Personal Stories: Jan Brause

In a recent zoom call with my peers we were reflecting on the topic of ‘The Discomfort of Uncertainty’ using Otto Scharmer and Theory U as a backdrop for the exploration. The question that invoked my childhood story was:

What is coming into emergence as you sit at the bottom of the U considering who you are and what is your work?

It hit me (as these childhood experiences often do) like a bolt out of the blue. My childhood story had emerged again.  As the world shifted in response to Covid-19 so did the context in which I would be doing my work.  Invites to join podcasts, write articles and have my voice heard sent me into retreat.  Whilst part of me so wanted to engage, the past was holding me back and my response instead was to go into hiding.  What do I have to offer? What can I contribute? Who wants to hear what I have to say?  The old internal narratives laid down so many years ago had emerged once again.

What I realised in that moment of clarity was that I had returned to my childhood story – the one of being a compliant child – where the mantra ‘children should be seen and not heard’ had taken over.  Love, acceptance, acknowledgment and belonging became dependent upon how I showed up in the world.  The new context, with changing rules, new ways of working and engaging had me confused and feeling less sure of myself.  Easier to stay safe and quiet then!

I was resisting the adult urge to be both vocal and visible as the childhood story had me in its grip, clinging on to me as if our lives depended on it.  With open will, heart and mind I could become receptive to this new phenomenon, able to connect with this from a place of curiosity, enquiry and opportunity.

--- MATERIAL SUPPLIED ---
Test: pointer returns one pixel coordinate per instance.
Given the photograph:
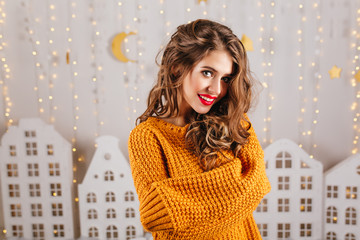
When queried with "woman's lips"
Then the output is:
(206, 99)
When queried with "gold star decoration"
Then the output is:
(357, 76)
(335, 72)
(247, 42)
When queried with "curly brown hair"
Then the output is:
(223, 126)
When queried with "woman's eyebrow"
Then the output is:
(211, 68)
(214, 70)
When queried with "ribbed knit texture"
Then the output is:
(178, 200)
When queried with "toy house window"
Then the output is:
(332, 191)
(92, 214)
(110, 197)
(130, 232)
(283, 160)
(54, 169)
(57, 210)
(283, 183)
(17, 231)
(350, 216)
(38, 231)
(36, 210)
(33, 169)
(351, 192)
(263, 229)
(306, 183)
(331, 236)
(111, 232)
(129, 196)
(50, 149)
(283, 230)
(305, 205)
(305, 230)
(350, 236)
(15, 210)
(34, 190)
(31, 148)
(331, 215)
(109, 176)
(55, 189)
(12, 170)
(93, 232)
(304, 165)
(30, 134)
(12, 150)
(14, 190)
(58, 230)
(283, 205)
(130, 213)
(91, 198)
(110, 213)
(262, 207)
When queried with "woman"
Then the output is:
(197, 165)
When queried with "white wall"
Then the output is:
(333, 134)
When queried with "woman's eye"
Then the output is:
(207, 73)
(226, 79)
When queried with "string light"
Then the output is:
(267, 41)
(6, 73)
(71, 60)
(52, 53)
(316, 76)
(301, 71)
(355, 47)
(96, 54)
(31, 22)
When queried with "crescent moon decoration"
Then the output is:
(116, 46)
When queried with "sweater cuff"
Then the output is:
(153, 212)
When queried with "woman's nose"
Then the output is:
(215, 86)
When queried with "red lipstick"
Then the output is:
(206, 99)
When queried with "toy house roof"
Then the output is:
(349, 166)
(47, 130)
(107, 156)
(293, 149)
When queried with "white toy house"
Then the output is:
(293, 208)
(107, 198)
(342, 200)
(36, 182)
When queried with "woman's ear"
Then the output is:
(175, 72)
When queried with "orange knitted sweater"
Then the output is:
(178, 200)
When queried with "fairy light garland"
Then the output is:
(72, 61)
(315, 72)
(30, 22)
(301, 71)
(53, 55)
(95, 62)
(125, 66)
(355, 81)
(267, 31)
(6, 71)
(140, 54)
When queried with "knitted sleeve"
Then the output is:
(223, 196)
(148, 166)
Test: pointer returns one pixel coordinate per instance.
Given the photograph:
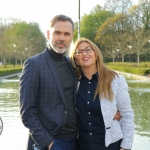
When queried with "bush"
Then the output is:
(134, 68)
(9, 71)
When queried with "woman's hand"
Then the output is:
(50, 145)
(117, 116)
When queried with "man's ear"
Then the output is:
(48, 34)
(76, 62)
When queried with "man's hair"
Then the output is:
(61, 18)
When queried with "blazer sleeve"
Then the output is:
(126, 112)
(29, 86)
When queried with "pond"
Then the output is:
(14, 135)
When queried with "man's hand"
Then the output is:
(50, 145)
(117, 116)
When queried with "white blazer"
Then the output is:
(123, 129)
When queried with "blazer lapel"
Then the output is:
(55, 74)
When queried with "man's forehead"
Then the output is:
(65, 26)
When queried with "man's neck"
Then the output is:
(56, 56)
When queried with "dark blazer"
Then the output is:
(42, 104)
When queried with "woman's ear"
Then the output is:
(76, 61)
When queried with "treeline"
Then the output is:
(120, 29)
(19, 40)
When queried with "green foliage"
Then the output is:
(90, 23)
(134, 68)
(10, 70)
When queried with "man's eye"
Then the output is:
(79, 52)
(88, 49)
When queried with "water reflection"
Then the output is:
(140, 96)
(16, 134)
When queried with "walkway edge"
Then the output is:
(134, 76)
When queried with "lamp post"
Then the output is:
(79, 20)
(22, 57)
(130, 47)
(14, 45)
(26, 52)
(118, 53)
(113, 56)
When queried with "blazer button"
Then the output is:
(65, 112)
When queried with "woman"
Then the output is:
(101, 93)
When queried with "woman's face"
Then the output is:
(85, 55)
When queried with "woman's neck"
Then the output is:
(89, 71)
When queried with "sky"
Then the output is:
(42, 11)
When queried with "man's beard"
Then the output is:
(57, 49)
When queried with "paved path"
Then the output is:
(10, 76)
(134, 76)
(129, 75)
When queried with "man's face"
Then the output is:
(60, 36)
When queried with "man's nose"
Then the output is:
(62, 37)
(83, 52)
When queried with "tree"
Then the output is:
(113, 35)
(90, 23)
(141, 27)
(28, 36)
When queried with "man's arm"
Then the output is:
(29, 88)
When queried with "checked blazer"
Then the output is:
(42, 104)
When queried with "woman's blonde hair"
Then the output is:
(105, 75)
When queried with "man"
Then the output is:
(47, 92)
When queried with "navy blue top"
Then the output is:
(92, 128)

--- YOUR GOAL ---
Write the next part of the personal story about the discomfort of uncertainty, starting right after its last sentence.

--- RESPONSE TO THIS EXERCISE ---
Letting go of the past I could reconnect with my new and more resourceful internal narrative, ‘It’s OK to play, to be mischievous, to have fun and to be me, all will be well!’  I found a relaxing in my body, a dropping down of the tension I had been holding in my neck and shoulders. How serious I had become over these recent weeks of lockdown. Shifting back to that small child, I had retreated to a place where I felt safe.  If I hid in my (metaphorical) room then life would be fine, I would be out of harm’s way and yet I knew something was waiting to emerge into this new world in a different way.  I could be free to play, explore, investigate, engage my curiosity again, to have my voice heard, to venture into the unknown, be brave,  for what is the risk in that …really…what risk?  

I needed to reconnect with my courage and so when Sarah asked me if I would write a piece about my own childhood story, it made sense to step out of my room and put pen to paper.  No doubt my childhood story will come back to grab me again at some point and I will have the resources to work with it.  For now, I am holding a curiosity about what choices I might make moving forward and what gifts and opportunities may open up as I explore this new and different world in the knowledge that I am free to be me.

My work with clients often invites exploration of the childhood story and how this manifests itself in beliefs and behavioural patterns that can hold us back.  I am constantly amazed that by catching the moment we can honour these insights and rewrite those old internal narratives into something more resourceful.

Jan Brause, Executive Coach, Coach Supervisor and childhood story lover!